REQUIRED TASK:
Return each line of the data below that contains the string "cross". Matching is case-sensitive.

GIVEN RECORDS:
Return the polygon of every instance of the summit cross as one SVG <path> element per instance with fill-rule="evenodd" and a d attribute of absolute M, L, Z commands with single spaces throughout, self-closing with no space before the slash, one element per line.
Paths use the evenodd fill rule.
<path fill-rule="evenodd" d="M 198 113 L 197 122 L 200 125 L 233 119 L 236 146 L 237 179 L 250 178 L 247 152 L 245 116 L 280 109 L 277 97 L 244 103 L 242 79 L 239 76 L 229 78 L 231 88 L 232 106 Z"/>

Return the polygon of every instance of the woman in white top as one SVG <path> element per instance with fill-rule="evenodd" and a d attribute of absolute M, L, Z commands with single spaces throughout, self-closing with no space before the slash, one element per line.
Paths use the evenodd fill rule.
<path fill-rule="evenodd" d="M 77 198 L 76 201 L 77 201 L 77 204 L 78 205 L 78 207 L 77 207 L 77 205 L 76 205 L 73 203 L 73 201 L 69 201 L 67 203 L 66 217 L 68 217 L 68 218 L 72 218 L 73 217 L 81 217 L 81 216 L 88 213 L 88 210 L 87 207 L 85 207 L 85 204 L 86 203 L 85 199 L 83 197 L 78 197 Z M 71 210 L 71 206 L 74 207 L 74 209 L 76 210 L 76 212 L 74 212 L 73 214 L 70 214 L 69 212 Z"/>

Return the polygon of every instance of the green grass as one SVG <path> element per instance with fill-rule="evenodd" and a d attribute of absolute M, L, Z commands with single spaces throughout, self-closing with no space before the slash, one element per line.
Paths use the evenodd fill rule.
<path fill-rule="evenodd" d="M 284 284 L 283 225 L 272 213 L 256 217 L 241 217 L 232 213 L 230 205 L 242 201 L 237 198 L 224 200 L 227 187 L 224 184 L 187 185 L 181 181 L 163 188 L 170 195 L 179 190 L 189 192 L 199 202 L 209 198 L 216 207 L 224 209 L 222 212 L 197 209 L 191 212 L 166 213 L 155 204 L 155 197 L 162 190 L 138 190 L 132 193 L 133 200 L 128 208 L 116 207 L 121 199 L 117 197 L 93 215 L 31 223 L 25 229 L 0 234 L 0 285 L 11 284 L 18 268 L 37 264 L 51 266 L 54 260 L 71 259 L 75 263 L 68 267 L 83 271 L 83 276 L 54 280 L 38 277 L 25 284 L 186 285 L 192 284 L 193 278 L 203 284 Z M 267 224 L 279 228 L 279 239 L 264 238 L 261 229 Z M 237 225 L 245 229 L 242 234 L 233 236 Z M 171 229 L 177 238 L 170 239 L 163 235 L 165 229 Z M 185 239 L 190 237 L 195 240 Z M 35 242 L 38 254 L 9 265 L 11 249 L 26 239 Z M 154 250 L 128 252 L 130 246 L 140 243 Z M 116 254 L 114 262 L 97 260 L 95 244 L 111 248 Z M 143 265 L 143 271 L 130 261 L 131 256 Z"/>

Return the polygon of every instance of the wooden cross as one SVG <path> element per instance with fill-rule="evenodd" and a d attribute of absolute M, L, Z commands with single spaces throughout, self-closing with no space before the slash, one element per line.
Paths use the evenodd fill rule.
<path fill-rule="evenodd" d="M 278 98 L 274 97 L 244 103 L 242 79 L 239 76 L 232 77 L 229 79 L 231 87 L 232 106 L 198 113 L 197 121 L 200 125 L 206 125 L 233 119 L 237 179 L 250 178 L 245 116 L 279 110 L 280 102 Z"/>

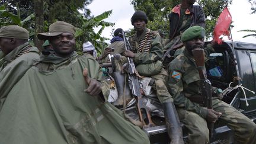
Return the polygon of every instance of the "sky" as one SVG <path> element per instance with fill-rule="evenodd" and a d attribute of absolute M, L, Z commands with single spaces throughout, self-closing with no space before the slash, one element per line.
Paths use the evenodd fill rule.
<path fill-rule="evenodd" d="M 130 4 L 130 0 L 94 0 L 88 5 L 92 14 L 97 16 L 104 11 L 113 10 L 112 14 L 104 20 L 105 21 L 115 23 L 113 27 L 106 27 L 101 36 L 111 39 L 112 29 L 121 28 L 124 31 L 133 28 L 130 18 L 135 12 L 133 6 Z M 233 4 L 228 8 L 232 17 L 232 36 L 234 41 L 256 43 L 256 37 L 248 37 L 242 38 L 242 36 L 251 34 L 247 32 L 238 32 L 242 30 L 256 30 L 256 14 L 251 12 L 251 4 L 248 0 L 233 0 Z M 95 32 L 100 28 L 95 28 Z M 224 40 L 225 40 L 224 37 Z"/>

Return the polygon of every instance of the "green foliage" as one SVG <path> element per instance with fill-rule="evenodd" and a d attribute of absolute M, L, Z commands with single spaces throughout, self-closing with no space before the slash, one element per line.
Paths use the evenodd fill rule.
<path fill-rule="evenodd" d="M 251 9 L 252 11 L 251 14 L 256 13 L 256 1 L 255 0 L 248 0 L 249 2 L 251 4 Z"/>
<path fill-rule="evenodd" d="M 4 5 L 0 6 L 0 18 L 4 17 L 5 18 L 0 18 L 0 27 L 7 25 L 18 25 L 23 27 L 25 22 L 34 18 L 34 14 L 30 14 L 24 20 L 21 20 L 19 15 L 15 15 L 12 12 L 8 11 L 5 9 Z"/>
<path fill-rule="evenodd" d="M 103 21 L 104 19 L 108 18 L 112 13 L 112 11 L 105 11 L 103 14 L 95 17 L 89 19 L 81 18 L 82 24 L 79 28 L 76 28 L 75 34 L 76 40 L 76 47 L 78 51 L 81 51 L 82 49 L 82 44 L 87 41 L 91 42 L 94 47 L 101 53 L 101 52 L 107 45 L 104 42 L 106 38 L 101 37 L 100 35 L 105 27 L 113 26 L 114 23 L 105 22 Z M 82 17 L 82 15 L 81 15 Z M 97 33 L 94 31 L 95 27 L 101 27 Z"/>
<path fill-rule="evenodd" d="M 256 30 L 239 30 L 238 31 L 245 31 L 245 32 L 249 32 L 249 33 L 254 33 L 253 34 L 249 34 L 247 35 L 245 35 L 243 36 L 243 38 L 247 37 L 256 37 Z"/>
<path fill-rule="evenodd" d="M 30 31 L 33 40 L 35 33 L 34 3 L 38 0 L 1 0 L 0 2 L 0 26 L 15 24 L 23 27 Z M 87 6 L 92 0 L 51 0 L 43 1 L 44 31 L 48 31 L 50 24 L 56 21 L 63 21 L 72 24 L 76 28 L 76 50 L 81 53 L 82 43 L 87 41 L 92 43 L 101 52 L 107 46 L 107 39 L 100 34 L 106 27 L 113 26 L 113 23 L 103 21 L 108 18 L 112 11 L 109 11 L 94 17 Z M 82 11 L 82 14 L 80 11 Z M 82 9 L 82 10 L 81 10 Z M 94 28 L 100 27 L 98 33 Z"/>

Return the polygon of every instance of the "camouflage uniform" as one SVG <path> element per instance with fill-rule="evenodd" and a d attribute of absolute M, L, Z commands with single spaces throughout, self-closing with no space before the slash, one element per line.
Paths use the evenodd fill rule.
<path fill-rule="evenodd" d="M 176 39 L 180 39 L 181 33 L 193 25 L 205 27 L 205 18 L 203 8 L 199 5 L 191 5 L 183 9 L 181 4 L 175 6 L 168 15 L 169 18 L 169 41 L 164 47 L 164 50 L 171 47 Z M 181 43 L 181 40 L 177 44 Z"/>
<path fill-rule="evenodd" d="M 187 49 L 169 65 L 168 87 L 177 107 L 180 119 L 188 129 L 189 143 L 207 143 L 207 108 L 190 100 L 199 94 L 200 77 L 195 60 Z M 256 124 L 231 105 L 217 98 L 213 109 L 222 114 L 219 120 L 234 130 L 238 143 L 256 143 Z"/>
<path fill-rule="evenodd" d="M 140 43 L 146 40 L 145 35 L 147 31 L 149 31 L 150 33 L 153 33 L 153 36 L 149 46 L 149 52 L 145 52 L 142 51 L 142 52 L 137 53 Z M 159 60 L 161 57 L 162 57 L 163 55 L 162 47 L 161 44 L 160 36 L 157 32 L 151 31 L 148 28 L 145 28 L 144 32 L 141 34 L 140 37 L 137 37 L 137 33 L 136 33 L 129 39 L 132 51 L 135 53 L 133 59 L 135 64 L 152 63 Z M 146 46 L 144 46 L 142 49 L 145 49 L 146 47 Z M 173 101 L 165 84 L 166 81 L 165 79 L 167 76 L 168 75 L 166 71 L 162 68 L 159 73 L 151 76 L 155 81 L 156 95 L 161 103 Z"/>

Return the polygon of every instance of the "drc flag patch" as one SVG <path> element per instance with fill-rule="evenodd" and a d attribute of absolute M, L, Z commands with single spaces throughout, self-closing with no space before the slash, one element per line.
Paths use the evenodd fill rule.
<path fill-rule="evenodd" d="M 177 71 L 173 71 L 172 73 L 172 78 L 178 81 L 181 78 L 181 73 Z"/>

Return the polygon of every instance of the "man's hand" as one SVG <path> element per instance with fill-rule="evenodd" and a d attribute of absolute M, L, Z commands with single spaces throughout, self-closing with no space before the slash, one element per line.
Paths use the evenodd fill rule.
<path fill-rule="evenodd" d="M 88 70 L 87 68 L 84 69 L 83 75 L 85 82 L 89 85 L 85 90 L 85 92 L 94 96 L 98 95 L 101 92 L 101 83 L 95 79 L 91 79 L 88 76 Z"/>
<path fill-rule="evenodd" d="M 111 53 L 111 49 L 110 47 L 106 47 L 103 52 L 103 54 L 102 56 L 103 57 L 103 59 L 106 57 L 108 54 Z"/>
<path fill-rule="evenodd" d="M 213 109 L 208 109 L 206 120 L 210 123 L 215 123 L 222 114 L 221 113 L 217 112 Z"/>
<path fill-rule="evenodd" d="M 130 51 L 130 50 L 126 50 L 124 52 L 123 55 L 126 57 L 129 57 L 131 58 L 134 58 L 134 57 L 135 57 L 135 53 L 133 53 L 132 51 Z"/>

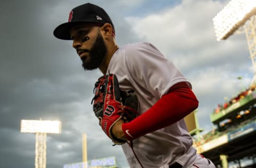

RESPONSE TO THIS EXERCISE:
Return the polygon of every instance of the summit cross as one SVG <path> element per instance with fill-rule="evenodd" and a d attribute of absolute M, L, Z commands with single spaces throughout, self-closing with no space before the slash, one element per line.
Return the polygon of every instance of the wooden cross as one SVG <path> element per instance with fill-rule="evenodd" and a d attribute of absolute M, L, Z commands with single spaces throughout, self-closing with no space before the slash, one element per line.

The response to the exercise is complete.